### Excerto do texto
++++++++++
Wednesday 12 October 2011

Espéce trigésima sexta

Pois bem, antes de mais, um cumprimento a todos os (se é que existem alguns, ainda) leitores deste blog. Ele não morreu, feliz ou infelizmente, passa-se apenas que têm havido outras ocupações nas vidas dos seus autores/contribuintes/o-que-nos-quiserem-chamar, e temo-lo relegado para segundo (talvez mesmo terceiro ou quarto) plano. A ele e, enfim, a tantos outros blogs que mantemos. Pronto, passado este ponto, que não deixa de ser uma espécie de espéce, uma espéce bastante comichosa, para todos os efeitos, vamos ao que interessa.
++++++++++
### Dados apresentados
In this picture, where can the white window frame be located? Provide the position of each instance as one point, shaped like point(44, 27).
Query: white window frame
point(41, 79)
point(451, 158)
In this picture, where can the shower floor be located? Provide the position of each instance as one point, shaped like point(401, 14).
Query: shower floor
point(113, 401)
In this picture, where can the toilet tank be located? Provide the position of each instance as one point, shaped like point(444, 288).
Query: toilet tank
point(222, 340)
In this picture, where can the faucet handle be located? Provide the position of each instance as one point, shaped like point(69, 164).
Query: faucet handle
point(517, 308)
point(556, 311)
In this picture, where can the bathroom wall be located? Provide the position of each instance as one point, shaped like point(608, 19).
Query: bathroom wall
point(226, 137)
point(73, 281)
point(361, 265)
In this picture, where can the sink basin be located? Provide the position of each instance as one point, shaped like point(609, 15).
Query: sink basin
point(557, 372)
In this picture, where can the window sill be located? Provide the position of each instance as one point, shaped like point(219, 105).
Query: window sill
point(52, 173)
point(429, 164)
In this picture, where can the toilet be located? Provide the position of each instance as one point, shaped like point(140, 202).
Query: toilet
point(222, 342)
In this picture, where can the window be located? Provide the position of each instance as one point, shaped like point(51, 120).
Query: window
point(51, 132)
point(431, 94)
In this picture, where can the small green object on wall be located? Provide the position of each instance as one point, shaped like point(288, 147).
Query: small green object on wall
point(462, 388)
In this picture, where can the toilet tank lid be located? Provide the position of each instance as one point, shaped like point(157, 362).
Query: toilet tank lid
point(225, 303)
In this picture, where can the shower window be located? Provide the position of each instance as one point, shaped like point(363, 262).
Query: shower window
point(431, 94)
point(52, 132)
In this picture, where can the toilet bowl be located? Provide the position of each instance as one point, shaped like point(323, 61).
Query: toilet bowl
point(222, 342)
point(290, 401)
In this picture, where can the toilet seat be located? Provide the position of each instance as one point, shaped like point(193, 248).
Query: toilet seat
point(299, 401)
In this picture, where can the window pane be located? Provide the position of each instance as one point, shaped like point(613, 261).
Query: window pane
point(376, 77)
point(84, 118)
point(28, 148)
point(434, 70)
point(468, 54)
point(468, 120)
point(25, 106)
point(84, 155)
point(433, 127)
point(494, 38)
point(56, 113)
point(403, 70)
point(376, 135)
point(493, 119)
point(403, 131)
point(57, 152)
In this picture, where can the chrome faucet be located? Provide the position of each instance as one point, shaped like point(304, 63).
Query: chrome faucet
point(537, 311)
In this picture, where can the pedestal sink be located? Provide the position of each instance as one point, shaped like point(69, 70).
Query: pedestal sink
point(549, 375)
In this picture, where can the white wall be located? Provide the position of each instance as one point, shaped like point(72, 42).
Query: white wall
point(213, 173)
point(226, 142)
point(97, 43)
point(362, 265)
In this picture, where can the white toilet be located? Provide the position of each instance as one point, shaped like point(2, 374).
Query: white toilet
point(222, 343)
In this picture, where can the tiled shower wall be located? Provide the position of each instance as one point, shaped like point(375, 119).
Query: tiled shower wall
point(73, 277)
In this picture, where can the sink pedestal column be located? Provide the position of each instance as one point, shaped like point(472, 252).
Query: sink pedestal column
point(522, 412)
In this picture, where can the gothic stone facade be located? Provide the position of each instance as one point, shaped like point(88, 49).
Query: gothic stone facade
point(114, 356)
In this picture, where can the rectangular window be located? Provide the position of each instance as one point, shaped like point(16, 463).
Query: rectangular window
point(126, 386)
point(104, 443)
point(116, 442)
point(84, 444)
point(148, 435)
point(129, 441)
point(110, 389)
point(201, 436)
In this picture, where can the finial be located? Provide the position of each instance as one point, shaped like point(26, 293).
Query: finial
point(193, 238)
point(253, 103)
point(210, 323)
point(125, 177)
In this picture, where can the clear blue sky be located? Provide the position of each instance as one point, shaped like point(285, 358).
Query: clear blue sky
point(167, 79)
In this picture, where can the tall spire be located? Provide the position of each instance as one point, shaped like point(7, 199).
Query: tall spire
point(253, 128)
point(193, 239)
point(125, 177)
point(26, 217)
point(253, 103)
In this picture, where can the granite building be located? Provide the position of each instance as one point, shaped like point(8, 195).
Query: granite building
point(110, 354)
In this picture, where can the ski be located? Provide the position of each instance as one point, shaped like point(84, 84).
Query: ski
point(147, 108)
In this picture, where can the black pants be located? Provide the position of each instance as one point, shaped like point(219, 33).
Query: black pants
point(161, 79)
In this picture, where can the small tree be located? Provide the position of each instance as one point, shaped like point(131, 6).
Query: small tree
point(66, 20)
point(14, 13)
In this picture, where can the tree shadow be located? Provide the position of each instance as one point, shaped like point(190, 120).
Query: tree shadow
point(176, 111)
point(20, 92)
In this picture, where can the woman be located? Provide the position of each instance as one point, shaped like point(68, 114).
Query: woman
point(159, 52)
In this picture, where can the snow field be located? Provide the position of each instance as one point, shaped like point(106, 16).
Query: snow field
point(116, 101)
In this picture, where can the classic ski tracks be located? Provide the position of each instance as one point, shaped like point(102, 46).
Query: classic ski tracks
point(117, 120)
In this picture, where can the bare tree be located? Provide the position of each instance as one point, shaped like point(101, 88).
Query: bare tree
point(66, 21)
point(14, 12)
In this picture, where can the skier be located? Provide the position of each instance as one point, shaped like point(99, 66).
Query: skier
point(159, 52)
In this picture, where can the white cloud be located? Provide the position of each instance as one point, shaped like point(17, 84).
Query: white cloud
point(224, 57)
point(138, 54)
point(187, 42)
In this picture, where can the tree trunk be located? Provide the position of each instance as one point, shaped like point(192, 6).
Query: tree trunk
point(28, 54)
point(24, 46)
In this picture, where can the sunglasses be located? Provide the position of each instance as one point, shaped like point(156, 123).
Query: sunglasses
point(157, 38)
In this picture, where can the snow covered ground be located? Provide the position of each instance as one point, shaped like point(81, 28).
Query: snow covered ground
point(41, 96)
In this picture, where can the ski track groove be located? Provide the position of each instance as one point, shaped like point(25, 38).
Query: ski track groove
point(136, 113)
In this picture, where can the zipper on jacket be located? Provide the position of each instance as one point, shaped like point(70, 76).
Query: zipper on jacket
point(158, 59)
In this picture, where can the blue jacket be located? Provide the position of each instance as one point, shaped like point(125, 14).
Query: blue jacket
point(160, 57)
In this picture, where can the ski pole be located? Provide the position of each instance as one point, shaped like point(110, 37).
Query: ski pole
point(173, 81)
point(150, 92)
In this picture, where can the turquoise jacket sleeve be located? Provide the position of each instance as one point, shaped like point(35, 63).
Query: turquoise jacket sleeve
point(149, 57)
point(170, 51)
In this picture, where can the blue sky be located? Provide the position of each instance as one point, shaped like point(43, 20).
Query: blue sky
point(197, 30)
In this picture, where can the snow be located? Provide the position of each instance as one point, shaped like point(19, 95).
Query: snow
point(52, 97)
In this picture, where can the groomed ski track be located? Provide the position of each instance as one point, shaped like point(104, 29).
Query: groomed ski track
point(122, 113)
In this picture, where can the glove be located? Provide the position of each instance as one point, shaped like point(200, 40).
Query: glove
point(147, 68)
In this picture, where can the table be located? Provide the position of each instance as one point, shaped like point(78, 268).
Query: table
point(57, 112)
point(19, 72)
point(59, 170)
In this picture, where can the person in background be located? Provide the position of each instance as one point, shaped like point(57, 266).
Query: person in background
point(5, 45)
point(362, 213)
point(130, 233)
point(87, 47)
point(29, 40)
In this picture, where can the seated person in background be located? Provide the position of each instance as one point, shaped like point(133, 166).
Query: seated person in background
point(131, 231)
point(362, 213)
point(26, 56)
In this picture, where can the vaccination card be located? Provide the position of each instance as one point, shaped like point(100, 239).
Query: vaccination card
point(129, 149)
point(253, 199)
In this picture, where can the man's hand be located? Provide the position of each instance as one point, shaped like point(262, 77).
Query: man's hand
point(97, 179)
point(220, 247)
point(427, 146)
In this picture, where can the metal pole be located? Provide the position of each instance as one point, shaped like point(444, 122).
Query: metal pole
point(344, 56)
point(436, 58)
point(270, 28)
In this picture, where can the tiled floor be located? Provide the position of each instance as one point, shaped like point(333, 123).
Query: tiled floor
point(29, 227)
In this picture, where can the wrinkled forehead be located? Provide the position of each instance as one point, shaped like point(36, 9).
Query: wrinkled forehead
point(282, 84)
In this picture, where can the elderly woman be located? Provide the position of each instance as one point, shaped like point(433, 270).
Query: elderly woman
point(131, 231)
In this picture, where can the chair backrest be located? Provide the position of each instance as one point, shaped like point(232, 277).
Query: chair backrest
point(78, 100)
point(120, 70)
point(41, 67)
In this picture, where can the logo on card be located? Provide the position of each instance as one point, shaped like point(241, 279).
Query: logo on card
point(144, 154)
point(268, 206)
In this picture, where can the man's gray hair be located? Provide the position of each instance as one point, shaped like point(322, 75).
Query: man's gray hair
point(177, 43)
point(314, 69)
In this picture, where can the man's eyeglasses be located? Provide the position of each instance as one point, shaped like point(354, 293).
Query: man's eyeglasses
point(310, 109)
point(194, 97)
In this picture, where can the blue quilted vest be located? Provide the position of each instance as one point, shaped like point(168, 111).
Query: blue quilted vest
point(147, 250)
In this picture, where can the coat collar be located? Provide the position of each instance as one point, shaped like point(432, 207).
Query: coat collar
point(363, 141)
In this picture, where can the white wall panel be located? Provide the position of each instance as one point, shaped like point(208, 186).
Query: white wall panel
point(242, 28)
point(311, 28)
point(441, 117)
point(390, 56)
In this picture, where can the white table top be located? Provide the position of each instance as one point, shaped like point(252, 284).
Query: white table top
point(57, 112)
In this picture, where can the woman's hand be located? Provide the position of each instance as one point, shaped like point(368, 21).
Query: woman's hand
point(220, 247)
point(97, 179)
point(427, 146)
++++++++++
### Tarefas do exercício
**1)** Responda com base na publicação do blog:
(a) Em que dia foi publicada?
(b) Qual é o título?
(c) Segundo o autor, o que tem ocupado a vida de quem escreve no blog?
**2)** Reproduza sem alterações o trecho da publicação do blog que começa em "Wednesday 12 October" e segue até "ao que interessa.".
Os registos vêm de outra fonte.

### Respostas certas
**1)**
(a) Quarta-feira, 12 de outubro de 2011.
(b) "Espéce trigésima sexta".
(c) Outras ocupações, que levaram a deixar o blog para segundo plano.

**2)**
Wednesday 12 October 2011

Espéce trigésima sexta

Pois bem, antes de mais, um cumprimento a todos os (se é que existem alguns, ainda) leitores deste blog. Ele não morreu, feliz ou infelizmente, passa-se apenas que têm havido outras ocupações nas vidas dos seus autores/contribuintes/o-que-nos-quiserem-chamar, e temo-lo relegado para segundo (talvez mesmo terceiro ou quarto) plano. A ele e, enfim, a tantos outros blogs que mantemos. Pronto, passado este ponto, que não deixa de ser uma espécie de espéce, uma espéce bastante comichosa, para todos os efeitos, vamos ao que interessa.